Conversation with Keith R. Breitfeller
by Elizabeth Johnson, edited by Matthew Crain
Conversation with Keith R. Breitfeller
by Elizabeth Johnson, edited by Matthew Crain
Elizabeth Johnson: Your bio on your website connects your work to Impressionism, Modernism, and Pointillism. You say you use “figure to ground relationships to deliberately confuse subject matter, allowing the viewer to find him or herself in the artwork.” Do you mean that you dismantle subject matter into brushstrokes to confuse comprehension?
Keith Breitfeller: I use the surface brushstrokes and color gradation to obscure the underpainting. The viewer isn’t supposed to know what’s underneath, it’s there to interact with the surface. Appearing and disappearing in certain light and angles, it affects the surface color.
EJ: As I survey earlier series of your paintings, I note that your work has been through different stages, at various times exploring the square verses rectangle format, incorporating circle and triangle designs, experimenting with vortexes, aura-like shapes and borders, and arranging brushstrokes in a wavy layout versus a regular grid pattern. In the bio, you state that your aim is “to provide a place of peace and contemplation to the viewer.”
EJ: Are you a fan of Agnes Martin? Which Modernists or current artists influence you?
KB: My painting history has been a slow evolution, a matter of learning how to make smooth gradient color transitions. In the beginning, I was too insecure to depend totally on just color. There was always the feeling the work had to have more to hold it together, so I added subdivision and vortexes. It was a long process of dropping unnecessary subject matter. I’m aware of Agnes Martin’s work, but can’t say she was an influence. The people who consciously inspired me were Richard Diebenkorn, Mark Rothko, Warren Rohrer, and Robert Ryman.

§ Source material:
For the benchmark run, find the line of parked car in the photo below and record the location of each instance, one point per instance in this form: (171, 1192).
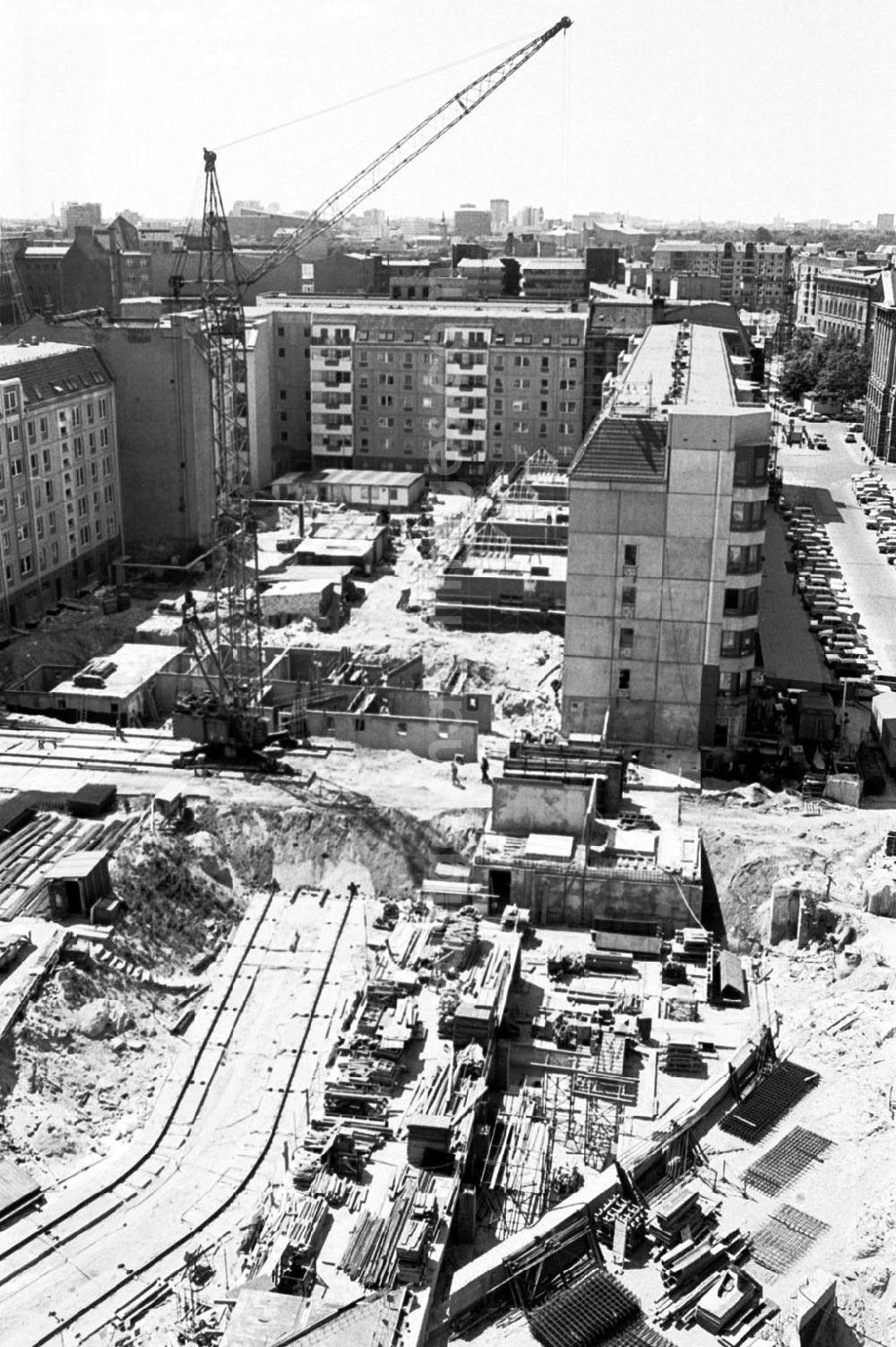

§ Task goal:
In the conversation, which artists does Keith Breitfeller name as having consciously inspired him?

§ Result of this task:
Richard Diebenkorn, Mark Rothko, Warren Rohrer, and Robert Ryman.